● EJERCICIO ESCRITO: Transcribe completo el texto sobre la masacre de San Fernando, Tamaulipas, sin alterar ni una palabra ni un signo.

● TEXTO PARA LEER:
>>

Jorge Javier Romero Vadillo
Sin Embargo
20/08/2020
Han pasado 10 años y seguimos si saber exactamente qué pasó en San Fernando, Tamaulipas. Entonces fueron hallados los cuerpos de 58 varones y 14 mujeres fusilados. Las autoridades se enteraron, según nos han dicho en la fragmentaria narración de los hechos que conocemos, por un superviviente que salvó el pellejo porque pasó por muerto y no lo ultimaron los asesinos que masacraron al grupo de centroamericanos, ecuatorianos e incluso un indio. Todos ellos, suponemos, migrantes que aspiraban a alcanzar el sueño americano, a superar la miseria, que creyeron posible un futuro mejor y acabaron en un inhóspito llano del semidesierto mexicano, víctimas de una guerra en la que ni la debían ni la temían.
Eran los tiempos de Felipe Calderón y el asesinato masivo se atribuyó a Los Zetas, el grupo paramilitar al que el Gobierno que nos sumió en esta delirante espiral homicida decidió exterminar poco después. Aquellos 72 no son los únicos fantasmas que pueblan ese valle, campo de batalla entre organizaciones criminales y entre estas y el Gobierno. Después se han encontrado fosas clandestinas en la zona llenas de cuerpos, parte de las decenas de miles de desaparecidos que ha dejado el conflicto militar interno en el que estamos atrapados, sin que los sucesivos gobiernos quieran reconocer otra cosa que enfrentamientos entre grupos de delincuentes que “se matan entre ellos” o que atacan a los convoyes de las fuerzas federales y, curiosamente, acaban todos muertos.

<<

● ENTRADAS PROPORCIONADAS:

>>

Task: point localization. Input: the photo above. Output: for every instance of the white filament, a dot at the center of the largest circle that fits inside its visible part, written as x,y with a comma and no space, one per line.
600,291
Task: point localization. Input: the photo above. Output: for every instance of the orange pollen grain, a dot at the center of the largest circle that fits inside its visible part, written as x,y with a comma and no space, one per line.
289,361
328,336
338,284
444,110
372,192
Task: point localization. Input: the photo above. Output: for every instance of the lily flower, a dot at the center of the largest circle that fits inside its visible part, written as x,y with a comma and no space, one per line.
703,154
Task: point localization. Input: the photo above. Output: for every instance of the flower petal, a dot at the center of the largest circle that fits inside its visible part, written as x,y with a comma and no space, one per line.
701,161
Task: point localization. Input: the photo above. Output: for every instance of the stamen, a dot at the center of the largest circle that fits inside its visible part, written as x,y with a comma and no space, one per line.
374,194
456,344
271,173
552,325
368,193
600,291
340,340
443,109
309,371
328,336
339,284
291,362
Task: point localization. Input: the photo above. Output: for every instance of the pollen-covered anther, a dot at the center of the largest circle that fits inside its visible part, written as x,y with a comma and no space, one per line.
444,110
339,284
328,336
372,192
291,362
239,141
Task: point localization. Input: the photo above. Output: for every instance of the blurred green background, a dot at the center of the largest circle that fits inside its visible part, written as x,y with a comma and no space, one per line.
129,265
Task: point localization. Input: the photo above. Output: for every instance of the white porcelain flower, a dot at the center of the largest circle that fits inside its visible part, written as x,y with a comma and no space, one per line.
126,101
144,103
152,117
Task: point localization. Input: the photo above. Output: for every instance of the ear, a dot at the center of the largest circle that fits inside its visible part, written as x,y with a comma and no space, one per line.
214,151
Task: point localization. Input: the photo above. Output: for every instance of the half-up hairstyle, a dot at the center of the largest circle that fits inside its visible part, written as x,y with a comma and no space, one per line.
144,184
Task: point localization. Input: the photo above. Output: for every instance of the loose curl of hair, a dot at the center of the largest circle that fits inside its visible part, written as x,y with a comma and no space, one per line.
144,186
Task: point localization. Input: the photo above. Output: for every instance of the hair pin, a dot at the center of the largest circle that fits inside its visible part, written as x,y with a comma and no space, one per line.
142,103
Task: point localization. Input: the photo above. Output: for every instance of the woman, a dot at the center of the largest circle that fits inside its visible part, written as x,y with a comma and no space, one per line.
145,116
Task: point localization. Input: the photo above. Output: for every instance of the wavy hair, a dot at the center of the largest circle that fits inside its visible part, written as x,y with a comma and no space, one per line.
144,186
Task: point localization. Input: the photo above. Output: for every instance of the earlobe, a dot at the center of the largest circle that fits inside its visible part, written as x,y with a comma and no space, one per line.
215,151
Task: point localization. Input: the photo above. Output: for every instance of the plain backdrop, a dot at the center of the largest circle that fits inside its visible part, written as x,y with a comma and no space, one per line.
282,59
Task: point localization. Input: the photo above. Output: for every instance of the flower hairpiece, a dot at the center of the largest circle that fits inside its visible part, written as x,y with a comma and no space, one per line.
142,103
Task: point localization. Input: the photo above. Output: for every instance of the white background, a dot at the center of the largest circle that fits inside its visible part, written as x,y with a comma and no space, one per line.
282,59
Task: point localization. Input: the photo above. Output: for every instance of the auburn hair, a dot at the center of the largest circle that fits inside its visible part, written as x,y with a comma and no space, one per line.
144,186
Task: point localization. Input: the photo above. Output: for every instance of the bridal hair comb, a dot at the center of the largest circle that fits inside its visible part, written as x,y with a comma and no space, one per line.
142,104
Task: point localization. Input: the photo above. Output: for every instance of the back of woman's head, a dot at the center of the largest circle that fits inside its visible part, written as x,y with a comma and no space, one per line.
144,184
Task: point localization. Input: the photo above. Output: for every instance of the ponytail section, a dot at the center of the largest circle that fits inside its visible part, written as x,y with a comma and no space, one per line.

<<
>>

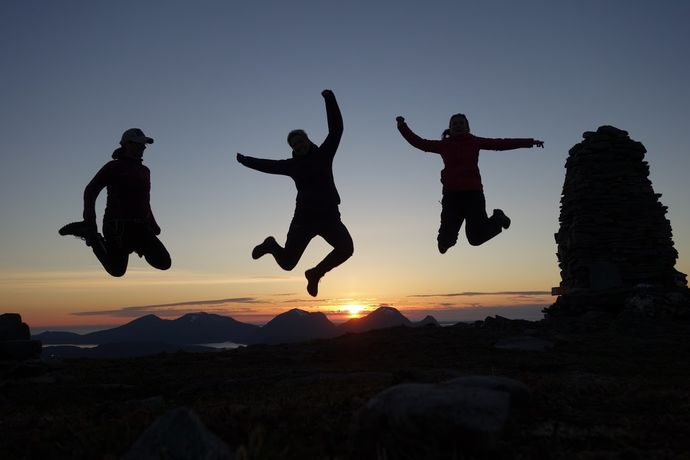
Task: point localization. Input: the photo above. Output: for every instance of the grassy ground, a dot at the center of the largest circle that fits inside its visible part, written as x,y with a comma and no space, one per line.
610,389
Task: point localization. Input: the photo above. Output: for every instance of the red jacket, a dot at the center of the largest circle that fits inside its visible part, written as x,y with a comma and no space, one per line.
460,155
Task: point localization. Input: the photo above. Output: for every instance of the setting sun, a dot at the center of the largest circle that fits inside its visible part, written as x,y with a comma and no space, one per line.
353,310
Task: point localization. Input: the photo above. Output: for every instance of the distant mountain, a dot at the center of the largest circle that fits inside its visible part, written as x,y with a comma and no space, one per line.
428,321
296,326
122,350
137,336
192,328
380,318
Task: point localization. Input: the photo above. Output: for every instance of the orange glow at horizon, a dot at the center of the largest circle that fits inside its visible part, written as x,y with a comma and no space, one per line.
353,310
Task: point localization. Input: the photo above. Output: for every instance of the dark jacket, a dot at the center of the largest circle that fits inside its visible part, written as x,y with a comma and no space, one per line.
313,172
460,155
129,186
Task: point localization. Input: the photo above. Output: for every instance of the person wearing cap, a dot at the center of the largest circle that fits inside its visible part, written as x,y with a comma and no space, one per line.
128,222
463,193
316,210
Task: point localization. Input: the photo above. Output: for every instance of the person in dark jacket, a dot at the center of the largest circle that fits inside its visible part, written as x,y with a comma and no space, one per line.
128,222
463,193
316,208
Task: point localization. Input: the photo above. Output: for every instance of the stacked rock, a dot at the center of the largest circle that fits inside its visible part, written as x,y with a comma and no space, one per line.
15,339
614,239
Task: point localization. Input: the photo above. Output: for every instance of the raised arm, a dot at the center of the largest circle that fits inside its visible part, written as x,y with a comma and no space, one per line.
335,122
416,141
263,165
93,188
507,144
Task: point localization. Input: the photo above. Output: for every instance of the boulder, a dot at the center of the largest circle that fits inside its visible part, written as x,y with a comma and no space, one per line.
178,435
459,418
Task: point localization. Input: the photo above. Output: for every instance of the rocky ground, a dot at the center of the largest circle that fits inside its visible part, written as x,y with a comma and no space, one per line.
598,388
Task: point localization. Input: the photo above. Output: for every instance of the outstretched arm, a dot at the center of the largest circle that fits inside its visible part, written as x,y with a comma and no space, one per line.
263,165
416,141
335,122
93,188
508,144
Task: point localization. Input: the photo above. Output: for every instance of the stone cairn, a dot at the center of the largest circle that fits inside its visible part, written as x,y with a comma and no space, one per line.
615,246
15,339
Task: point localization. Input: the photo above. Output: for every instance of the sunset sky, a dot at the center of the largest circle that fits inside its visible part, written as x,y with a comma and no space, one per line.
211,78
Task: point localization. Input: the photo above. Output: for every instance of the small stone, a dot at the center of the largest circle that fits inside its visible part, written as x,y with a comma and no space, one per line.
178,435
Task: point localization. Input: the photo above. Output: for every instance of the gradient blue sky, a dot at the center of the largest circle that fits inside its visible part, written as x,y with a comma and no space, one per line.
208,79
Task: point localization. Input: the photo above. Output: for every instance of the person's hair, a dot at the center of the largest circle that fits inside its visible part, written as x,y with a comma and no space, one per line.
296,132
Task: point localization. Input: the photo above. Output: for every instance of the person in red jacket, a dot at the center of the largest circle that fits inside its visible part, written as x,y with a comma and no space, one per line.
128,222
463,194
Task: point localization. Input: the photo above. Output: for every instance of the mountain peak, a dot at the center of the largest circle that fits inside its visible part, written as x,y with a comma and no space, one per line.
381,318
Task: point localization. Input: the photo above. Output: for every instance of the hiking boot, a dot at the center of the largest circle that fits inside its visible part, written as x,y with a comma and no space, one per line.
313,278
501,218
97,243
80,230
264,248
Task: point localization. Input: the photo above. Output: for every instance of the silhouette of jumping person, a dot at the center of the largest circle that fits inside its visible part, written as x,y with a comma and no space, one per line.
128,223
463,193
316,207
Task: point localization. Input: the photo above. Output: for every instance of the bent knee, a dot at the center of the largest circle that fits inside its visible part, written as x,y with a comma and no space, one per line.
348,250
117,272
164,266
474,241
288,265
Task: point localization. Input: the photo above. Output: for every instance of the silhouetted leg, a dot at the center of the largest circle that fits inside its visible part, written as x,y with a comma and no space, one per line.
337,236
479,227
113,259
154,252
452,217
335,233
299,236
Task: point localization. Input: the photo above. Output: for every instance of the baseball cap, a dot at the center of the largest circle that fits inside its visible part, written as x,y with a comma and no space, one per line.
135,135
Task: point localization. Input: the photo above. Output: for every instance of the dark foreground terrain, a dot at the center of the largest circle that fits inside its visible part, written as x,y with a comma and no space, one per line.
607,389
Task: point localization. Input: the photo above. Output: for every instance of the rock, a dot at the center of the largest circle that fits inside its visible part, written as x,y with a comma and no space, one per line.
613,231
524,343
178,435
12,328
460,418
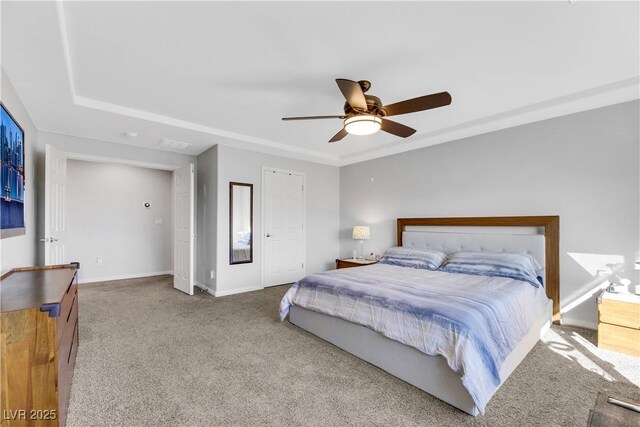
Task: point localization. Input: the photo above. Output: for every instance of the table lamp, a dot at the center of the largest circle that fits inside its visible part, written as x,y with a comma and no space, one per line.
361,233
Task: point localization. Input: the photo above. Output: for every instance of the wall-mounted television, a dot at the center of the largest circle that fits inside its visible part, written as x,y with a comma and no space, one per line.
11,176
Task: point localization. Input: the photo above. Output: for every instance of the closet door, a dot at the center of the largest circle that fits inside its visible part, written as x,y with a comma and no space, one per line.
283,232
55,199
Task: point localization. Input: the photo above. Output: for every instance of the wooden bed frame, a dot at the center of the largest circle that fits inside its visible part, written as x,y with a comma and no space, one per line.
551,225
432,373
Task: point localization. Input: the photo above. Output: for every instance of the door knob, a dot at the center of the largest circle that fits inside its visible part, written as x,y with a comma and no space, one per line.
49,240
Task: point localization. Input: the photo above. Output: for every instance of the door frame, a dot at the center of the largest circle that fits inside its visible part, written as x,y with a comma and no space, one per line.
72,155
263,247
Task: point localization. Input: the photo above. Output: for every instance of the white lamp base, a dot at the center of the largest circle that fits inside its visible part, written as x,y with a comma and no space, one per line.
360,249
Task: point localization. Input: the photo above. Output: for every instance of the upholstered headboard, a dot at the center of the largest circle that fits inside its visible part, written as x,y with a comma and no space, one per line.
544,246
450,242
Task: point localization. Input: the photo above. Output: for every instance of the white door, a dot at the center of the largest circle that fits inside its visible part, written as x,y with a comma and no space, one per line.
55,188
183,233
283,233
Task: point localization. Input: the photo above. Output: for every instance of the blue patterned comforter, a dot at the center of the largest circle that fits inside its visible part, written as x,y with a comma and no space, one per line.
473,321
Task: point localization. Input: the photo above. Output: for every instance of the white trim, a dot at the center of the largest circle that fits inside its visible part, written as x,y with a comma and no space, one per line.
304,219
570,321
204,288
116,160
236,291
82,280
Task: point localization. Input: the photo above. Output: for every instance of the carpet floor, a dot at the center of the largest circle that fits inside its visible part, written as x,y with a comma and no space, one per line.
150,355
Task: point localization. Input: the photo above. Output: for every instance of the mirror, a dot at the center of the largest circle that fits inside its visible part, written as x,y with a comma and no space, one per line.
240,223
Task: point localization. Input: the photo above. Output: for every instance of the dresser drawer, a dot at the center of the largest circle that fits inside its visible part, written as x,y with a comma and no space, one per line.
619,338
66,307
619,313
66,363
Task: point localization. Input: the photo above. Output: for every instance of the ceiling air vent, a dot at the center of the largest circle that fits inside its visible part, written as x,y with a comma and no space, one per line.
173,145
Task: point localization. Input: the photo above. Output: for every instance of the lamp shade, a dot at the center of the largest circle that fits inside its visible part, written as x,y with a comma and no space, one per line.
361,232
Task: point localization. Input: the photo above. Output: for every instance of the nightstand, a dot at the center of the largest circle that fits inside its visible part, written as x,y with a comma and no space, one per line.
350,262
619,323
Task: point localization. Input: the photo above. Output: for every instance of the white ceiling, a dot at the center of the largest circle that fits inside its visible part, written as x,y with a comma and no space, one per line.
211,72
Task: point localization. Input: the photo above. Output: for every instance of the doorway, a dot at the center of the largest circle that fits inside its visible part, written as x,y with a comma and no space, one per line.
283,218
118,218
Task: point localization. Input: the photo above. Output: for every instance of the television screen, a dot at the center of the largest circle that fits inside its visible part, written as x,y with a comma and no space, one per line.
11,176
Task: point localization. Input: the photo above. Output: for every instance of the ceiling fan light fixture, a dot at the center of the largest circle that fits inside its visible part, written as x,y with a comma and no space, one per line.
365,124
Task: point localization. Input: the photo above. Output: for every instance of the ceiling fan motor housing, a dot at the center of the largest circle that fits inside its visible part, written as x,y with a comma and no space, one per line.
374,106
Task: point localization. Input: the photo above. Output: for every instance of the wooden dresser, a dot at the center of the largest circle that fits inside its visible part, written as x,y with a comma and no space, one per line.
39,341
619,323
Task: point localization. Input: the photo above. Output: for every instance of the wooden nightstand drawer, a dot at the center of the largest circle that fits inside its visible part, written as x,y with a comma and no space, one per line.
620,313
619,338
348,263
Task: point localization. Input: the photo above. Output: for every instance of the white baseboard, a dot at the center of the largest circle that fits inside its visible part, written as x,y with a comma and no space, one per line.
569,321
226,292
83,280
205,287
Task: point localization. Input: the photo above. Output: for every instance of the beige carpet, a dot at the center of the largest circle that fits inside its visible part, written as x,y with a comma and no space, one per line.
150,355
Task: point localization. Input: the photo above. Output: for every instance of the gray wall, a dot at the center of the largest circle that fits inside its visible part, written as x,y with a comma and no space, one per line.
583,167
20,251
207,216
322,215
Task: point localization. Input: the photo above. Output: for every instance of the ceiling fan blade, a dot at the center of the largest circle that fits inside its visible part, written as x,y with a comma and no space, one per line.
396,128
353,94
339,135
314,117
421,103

<<

● RESPUESTA DEL EJERCICIO:
Jorge Javier Romero Vadillo
Sin Embargo
20/08/2020
Han pasado 10 años y seguimos si saber exactamente qué pasó en San Fernando, Tamaulipas. Entonces fueron hallados los cuerpos de 58 varones y 14 mujeres fusilados. Las autoridades se enteraron, según nos han dicho en la fragmentaria narración de los hechos que conocemos, por un superviviente que salvó el pellejo porque pasó por muerto y no lo ultimaron los asesinos que masacraron al grupo de centroamericanos, ecuatorianos e incluso un indio. Todos ellos, suponemos, migrantes que aspiraban a alcanzar el sueño americano, a superar la miseria, que creyeron posible un futuro mejor y acabaron en un inhóspito llano del semidesierto mexicano, víctimas de una guerra en la que ni la debían ni la temían.
Eran los tiempos de Felipe Calderón y el asesinato masivo se atribuyó a Los Zetas, el grupo paramilitar al que el Gobierno que nos sumió en esta delirante espiral homicida decidió exterminar poco después. Aquellos 72 no son los únicos fantasmas que pueblan ese valle, campo de batalla entre organizaciones criminales y entre estas y el Gobierno. Después se han encontrado fosas clandestinas en la zona llenas de cuerpos, parte de las decenas de miles de desaparecidos que ha dejado el conflicto militar interno en el que estamos atrapados, sin que los sucesivos gobiernos quieran reconocer otra cosa que enfrentamientos entre grupos de delincuentes que “se matan entre ellos” o que atacan a los convoyes de las fuerzas federales y, curiosamente, acaban todos muertos.